Copy the line with "tree in the photo above." and all lines following it through the last line of the entries, exactly as written.
======== Records
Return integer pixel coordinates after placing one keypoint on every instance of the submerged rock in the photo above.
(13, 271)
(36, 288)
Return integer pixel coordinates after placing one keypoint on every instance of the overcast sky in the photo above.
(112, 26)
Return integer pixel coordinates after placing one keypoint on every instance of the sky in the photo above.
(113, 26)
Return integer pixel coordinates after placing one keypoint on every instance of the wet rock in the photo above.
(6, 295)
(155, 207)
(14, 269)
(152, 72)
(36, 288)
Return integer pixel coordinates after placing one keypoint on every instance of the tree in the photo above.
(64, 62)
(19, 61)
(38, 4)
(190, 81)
================
§ Exercise output
Return integer pixel coordinates after placing one keypoint on every instance of the tree in the photo above.
(64, 62)
(19, 61)
(38, 4)
(190, 81)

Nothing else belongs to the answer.